- Opening Delimiter -
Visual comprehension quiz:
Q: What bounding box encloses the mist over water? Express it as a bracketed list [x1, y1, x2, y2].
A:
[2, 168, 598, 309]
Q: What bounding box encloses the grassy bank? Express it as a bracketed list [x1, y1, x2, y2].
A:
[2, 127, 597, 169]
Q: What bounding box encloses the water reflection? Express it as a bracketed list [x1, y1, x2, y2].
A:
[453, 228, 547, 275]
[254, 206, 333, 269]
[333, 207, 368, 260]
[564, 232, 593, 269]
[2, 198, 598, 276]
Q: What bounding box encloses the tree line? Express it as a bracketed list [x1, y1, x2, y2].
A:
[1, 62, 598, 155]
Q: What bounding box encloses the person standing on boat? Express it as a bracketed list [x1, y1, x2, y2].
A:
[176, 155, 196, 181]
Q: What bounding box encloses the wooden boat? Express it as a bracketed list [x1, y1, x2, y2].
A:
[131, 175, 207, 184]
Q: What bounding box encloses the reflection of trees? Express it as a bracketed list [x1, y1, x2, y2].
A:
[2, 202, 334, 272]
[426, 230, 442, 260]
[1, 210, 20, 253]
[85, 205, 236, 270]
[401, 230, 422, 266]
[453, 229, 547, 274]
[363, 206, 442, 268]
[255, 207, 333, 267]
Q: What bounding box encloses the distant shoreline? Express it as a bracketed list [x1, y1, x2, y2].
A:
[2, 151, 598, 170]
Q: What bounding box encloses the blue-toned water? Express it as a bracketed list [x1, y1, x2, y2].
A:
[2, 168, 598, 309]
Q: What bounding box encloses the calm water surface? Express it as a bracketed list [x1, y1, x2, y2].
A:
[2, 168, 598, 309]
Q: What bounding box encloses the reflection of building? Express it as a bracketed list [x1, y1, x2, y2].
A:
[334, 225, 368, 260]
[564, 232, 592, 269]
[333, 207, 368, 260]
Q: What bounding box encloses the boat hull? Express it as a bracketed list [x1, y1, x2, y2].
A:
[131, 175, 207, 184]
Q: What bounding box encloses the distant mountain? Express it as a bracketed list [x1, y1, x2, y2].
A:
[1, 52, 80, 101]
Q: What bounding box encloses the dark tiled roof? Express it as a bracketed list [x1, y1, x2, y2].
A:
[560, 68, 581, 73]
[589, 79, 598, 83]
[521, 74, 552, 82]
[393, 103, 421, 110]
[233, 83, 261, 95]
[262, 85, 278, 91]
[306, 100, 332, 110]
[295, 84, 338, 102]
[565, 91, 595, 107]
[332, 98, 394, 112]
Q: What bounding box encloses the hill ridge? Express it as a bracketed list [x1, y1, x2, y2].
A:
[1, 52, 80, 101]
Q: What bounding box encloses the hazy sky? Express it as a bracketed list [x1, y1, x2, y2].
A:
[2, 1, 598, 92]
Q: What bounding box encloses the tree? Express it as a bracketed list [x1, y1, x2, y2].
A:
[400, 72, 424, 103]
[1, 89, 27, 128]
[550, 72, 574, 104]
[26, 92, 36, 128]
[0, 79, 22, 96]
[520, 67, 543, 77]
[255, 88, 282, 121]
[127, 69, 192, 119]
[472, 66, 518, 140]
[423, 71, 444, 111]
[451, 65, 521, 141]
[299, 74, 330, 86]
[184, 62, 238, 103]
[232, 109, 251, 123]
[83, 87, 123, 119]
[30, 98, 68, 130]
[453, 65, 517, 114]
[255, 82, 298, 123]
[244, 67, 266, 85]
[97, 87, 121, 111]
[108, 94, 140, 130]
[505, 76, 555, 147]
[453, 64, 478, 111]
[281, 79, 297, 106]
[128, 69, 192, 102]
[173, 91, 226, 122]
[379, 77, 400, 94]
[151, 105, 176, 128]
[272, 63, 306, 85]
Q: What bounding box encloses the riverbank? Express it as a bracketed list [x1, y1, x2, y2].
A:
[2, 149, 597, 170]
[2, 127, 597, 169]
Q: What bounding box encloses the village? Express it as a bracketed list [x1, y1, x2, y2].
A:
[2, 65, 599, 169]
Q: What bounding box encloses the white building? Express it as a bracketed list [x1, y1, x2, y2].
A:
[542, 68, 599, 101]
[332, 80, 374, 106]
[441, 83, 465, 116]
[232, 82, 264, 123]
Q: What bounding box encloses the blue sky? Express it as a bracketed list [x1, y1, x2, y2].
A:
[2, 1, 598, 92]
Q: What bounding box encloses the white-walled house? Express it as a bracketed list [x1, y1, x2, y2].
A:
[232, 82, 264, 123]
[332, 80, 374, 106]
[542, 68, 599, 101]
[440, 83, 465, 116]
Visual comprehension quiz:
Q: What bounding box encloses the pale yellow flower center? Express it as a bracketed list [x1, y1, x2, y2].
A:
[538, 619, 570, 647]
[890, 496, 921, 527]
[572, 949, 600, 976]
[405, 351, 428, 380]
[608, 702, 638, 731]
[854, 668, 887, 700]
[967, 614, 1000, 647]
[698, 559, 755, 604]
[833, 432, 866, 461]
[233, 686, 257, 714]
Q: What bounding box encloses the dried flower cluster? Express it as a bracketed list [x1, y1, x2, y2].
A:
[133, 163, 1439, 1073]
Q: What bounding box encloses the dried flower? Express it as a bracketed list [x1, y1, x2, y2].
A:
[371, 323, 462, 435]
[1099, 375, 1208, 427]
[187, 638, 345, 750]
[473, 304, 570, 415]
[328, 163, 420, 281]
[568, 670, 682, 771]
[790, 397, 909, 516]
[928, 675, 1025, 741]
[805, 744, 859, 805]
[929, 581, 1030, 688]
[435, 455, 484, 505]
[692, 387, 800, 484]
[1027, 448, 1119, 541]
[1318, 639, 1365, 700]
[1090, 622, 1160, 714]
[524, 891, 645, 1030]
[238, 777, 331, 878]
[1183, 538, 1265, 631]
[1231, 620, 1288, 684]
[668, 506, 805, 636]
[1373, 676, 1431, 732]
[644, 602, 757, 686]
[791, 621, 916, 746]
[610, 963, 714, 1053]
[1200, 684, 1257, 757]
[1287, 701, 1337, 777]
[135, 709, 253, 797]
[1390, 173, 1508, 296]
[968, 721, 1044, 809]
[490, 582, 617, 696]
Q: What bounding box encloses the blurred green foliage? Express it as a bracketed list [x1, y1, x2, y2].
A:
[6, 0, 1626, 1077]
- Closing Delimiter -
**WHAT TO PRODUCE:** The whole listing above, line by line, is to be retyped exactly.

**ANSWER BOX:**
Visual comprehension quiz:
Q: What bounding box encloses the mist over water? Express it as a bracketed list [x1, y1, x2, y2].
A:
[2, 168, 598, 309]
Q: What bounding box encloses the grassy bank? Express it as a bracketed list [x1, y1, x2, y2].
A:
[2, 127, 597, 169]
Q: What bounding box encloses the water reflection? Express it as a bracketed list [x1, y1, x2, y2].
A:
[453, 228, 547, 275]
[254, 206, 333, 269]
[333, 207, 368, 260]
[564, 232, 593, 269]
[2, 198, 598, 276]
Q: What bounding box encloses the tree line? Express it as a bracketed list [x1, y1, x2, y2].
A:
[1, 62, 598, 155]
Q: What bounding box encloses the person standing on boat? Express it as a bracketed list [x1, y1, x2, y2].
A:
[176, 155, 196, 181]
Q: What bounding box encloses the wooden boat? Express it as a bracketed list [x1, y1, x2, y2].
A:
[131, 175, 207, 184]
Q: What bounding box encloses the reflection of trees? Express it as a bracketed list [x1, y1, x2, y2].
A:
[2, 202, 334, 272]
[426, 230, 442, 260]
[1, 210, 20, 253]
[85, 205, 236, 270]
[401, 230, 422, 266]
[453, 229, 547, 274]
[363, 206, 442, 268]
[255, 207, 333, 267]
Q: What bounding box encloses the distant shoreline? Express it as a bracketed list [x1, y1, x2, y2].
A:
[2, 151, 598, 170]
Q: What bounding box encloses the blue-toned water? Express it as a bracketed list [x1, y1, x2, y2].
A:
[2, 168, 598, 309]
Q: What bounding box encloses the calm water surface? Express it as a bracketed list [x1, y1, x2, y2].
A:
[2, 168, 598, 309]
Q: What bounding box encloses the reflection of building? Express it as a bracketed list [x1, y1, x2, y2].
A:
[334, 225, 368, 260]
[564, 232, 592, 269]
[333, 207, 368, 260]
Q: What bounding box encloses the boat hull? Express it as a bracketed list [x1, y1, x2, y2].
A:
[131, 175, 207, 184]
Q: What bounding box encloses the distant mountain? Express it as a bracketed list [x1, y1, x2, y2].
A:
[1, 52, 80, 101]
Q: What bounding box encloses the dark tiled roof? Express it as a bracketed list [x1, y1, x2, y2].
A:
[560, 68, 581, 73]
[589, 79, 598, 83]
[521, 74, 552, 82]
[393, 103, 421, 110]
[233, 83, 261, 95]
[262, 85, 278, 91]
[306, 100, 332, 110]
[295, 84, 338, 102]
[565, 91, 595, 107]
[332, 98, 394, 112]
Q: What bounding box encloses the hill ridge? Express it as a bracketed list [x1, y1, x2, y2].
A:
[1, 52, 80, 101]
Q: What bounding box encloses the hazy sky? Express it as a bracketed list [x1, y1, x2, y2].
A:
[2, 1, 598, 92]
Q: What bounding box encloses the tree? Express it as a bracketed list [x1, y1, x2, y2].
A:
[400, 72, 424, 103]
[1, 89, 27, 128]
[550, 72, 574, 104]
[26, 92, 36, 128]
[0, 79, 22, 96]
[520, 67, 543, 77]
[255, 88, 282, 121]
[127, 69, 192, 119]
[472, 66, 518, 140]
[423, 71, 444, 111]
[451, 65, 521, 141]
[299, 74, 330, 86]
[184, 62, 238, 103]
[232, 109, 251, 123]
[83, 87, 123, 119]
[30, 98, 68, 130]
[453, 65, 517, 114]
[255, 82, 298, 123]
[244, 67, 266, 85]
[97, 87, 121, 111]
[108, 94, 140, 130]
[505, 76, 555, 147]
[453, 64, 478, 111]
[281, 79, 297, 106]
[128, 69, 192, 102]
[173, 91, 226, 122]
[379, 77, 400, 94]
[151, 105, 176, 128]
[272, 63, 306, 85]
Q: What bounding box encloses the riverbank? Express it as a bracketed list [x1, y1, x2, y2].
A:
[2, 149, 597, 170]
[2, 127, 597, 169]
Q: What bounding box encloses the village? Express it as a bracketed list [x1, y1, x2, y2].
A:
[2, 65, 599, 169]
Q: What bounding box encloses the white building? Express it as a bracketed list [x1, y1, x2, y2].
A:
[542, 68, 599, 101]
[332, 80, 374, 106]
[441, 83, 465, 116]
[232, 82, 264, 123]
Q: What bounding box encloses the blue sky? Express it as a bracketed list [x1, y1, x2, y2].
A:
[2, 1, 598, 92]
Q: What bounding box encloses the white-walled house? Express it as a bracketed list [x1, y1, x2, y2].
A:
[232, 82, 264, 123]
[332, 80, 374, 106]
[542, 68, 599, 101]
[440, 83, 465, 116]
Visual comprehension quiz:
Q: What bounding box encloses the pale yellow flower center? Express it as a bracketed list [x1, y1, x2, y2].
A:
[538, 619, 570, 647]
[890, 496, 921, 527]
[572, 949, 600, 976]
[405, 351, 428, 380]
[608, 702, 638, 731]
[854, 668, 887, 700]
[967, 614, 1000, 647]
[698, 559, 755, 604]
[833, 432, 866, 461]
[233, 686, 257, 714]
Q: What bounding box encloses the dried flower cluster? Express it as a bracketed list [x1, y1, x2, y2].
A:
[133, 163, 1439, 1073]
Q: What bounding box encloses the dried flower? Express it as a bracketed list [x1, y1, x2, y2].
A:
[371, 323, 462, 435]
[1099, 375, 1208, 427]
[187, 638, 345, 750]
[473, 304, 570, 415]
[328, 163, 420, 281]
[568, 670, 682, 771]
[790, 397, 909, 516]
[928, 675, 1025, 741]
[805, 744, 859, 805]
[929, 581, 1030, 688]
[435, 455, 484, 505]
[692, 387, 800, 484]
[1027, 448, 1119, 541]
[1318, 639, 1365, 700]
[1090, 622, 1160, 714]
[524, 891, 645, 1030]
[238, 777, 331, 878]
[1183, 538, 1265, 631]
[1231, 620, 1288, 684]
[668, 506, 805, 636]
[1373, 676, 1431, 732]
[644, 602, 757, 686]
[791, 621, 916, 746]
[610, 963, 714, 1053]
[1200, 684, 1257, 757]
[1287, 701, 1337, 777]
[135, 709, 253, 797]
[1390, 173, 1508, 296]
[968, 721, 1044, 809]
[490, 582, 617, 696]
Q: What bounding box encloses the blurred green foliage? Express it as a bracketed list [x1, y1, x2, y2].
A:
[6, 0, 1626, 1077]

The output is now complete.